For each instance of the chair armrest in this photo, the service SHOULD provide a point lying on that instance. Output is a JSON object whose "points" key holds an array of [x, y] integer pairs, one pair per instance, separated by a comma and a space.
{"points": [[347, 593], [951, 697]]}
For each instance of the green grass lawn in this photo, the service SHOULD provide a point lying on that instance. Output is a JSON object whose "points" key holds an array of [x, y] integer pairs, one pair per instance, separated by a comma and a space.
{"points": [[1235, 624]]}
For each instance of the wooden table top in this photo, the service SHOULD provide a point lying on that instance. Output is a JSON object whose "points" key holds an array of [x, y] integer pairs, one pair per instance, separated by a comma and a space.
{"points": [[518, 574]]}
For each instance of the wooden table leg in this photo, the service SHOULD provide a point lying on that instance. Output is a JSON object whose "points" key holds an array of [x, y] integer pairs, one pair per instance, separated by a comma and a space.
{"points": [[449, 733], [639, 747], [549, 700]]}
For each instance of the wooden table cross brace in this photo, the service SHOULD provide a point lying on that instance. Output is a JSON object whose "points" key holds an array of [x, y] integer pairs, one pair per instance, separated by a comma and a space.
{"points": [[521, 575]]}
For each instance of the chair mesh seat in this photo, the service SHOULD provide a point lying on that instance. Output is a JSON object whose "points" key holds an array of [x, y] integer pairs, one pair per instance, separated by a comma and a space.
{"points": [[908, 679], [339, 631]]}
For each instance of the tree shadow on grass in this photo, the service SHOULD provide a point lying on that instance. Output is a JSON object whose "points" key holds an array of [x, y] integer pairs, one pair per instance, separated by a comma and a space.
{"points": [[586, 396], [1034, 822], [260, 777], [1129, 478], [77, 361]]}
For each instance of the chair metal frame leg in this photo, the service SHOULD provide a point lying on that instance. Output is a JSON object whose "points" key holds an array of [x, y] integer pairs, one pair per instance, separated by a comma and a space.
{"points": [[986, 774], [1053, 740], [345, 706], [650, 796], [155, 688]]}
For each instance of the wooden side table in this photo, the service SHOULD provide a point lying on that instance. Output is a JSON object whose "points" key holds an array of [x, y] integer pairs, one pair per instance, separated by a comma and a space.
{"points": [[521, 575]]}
========================================
-- WHAT YOU HAVE TO DO --
Lay out every item above as a numbered list, omitting any blank lines.

-- SOLVED PROBLEM --
1. For each instance of the chair armrest in this photo, the service SHOULD provide a point lying on that instance. Output is a JSON object whose "points" key holds an array of [x, y] integer pairs, one pair per instance, separated by a comma and a space.
2. {"points": [[347, 593], [951, 697]]}
3. For each instance of the green grass lawn in this photo, the service SHOULD provide a point lying on that instance. Output is a JSON object whose "points" key holds an array of [x, y] integer pairs, one pair per instance, separated by a comma and a space.
4. {"points": [[1235, 624]]}
5. For each instance of the wooden table top in this photo, the service SHOULD provide a point lying on that instance. Output is a JSON object whose "points" key holds an array of [x, y] integer pairs, one pair per instance, separated by a comma and a space.
6. {"points": [[518, 574]]}
7. For each instance of the wooden table leg in this photo, the service SHOULD provide a point lying on that instance. Output is a JSON object whose "points" key holds an array of [x, y] integer pairs, one pair per instance, separated by a comma and a space.
8. {"points": [[449, 733], [639, 747], [549, 700]]}
9. For each instance of the wooden table cross brace in this photo, the service SHOULD provide a point lying on that instance. Output is a JSON object whose "points" key holds an array of [x, y] integer pairs, one pair per instance, separated by a comma and a space.
10. {"points": [[521, 575]]}
11. For each instance of the chair mesh seat in this photo, the service SHOULD provide a point lying on that instance. Output is a JSON object whose "points" key holds an array of [x, y] integer pairs, one pair per instance, separated by a comma and a space.
12. {"points": [[908, 679], [339, 631]]}
13. For each instance of the tree shadow on grass in this photo, the service SHOULD provide a point lying on that instance. Output is a JSON object whose "points" key holds an array of [x, y] integer pairs, one pair per instance, separated by a comma and a space.
14. {"points": [[586, 396], [1034, 822], [260, 777], [1129, 478], [77, 361]]}
15. For each instance of the chair metal frame leg in this photo, the service SHOULD provide a point lying on that instance. Output is a JSON object whose "points" key holds an array of [x, y] integer pairs, one pair per instance, separated by a comma and a space.
16. {"points": [[986, 774], [1053, 740], [345, 706], [650, 796], [155, 688]]}
17. For each instance of the wooden side table in this photo, the service SHOULD provide a point lying on that instance. Output is a JSON object whose "points" key holds an array of [x, y] integer pairs, one pair per instance, separated by a comma and a space.
18. {"points": [[521, 575]]}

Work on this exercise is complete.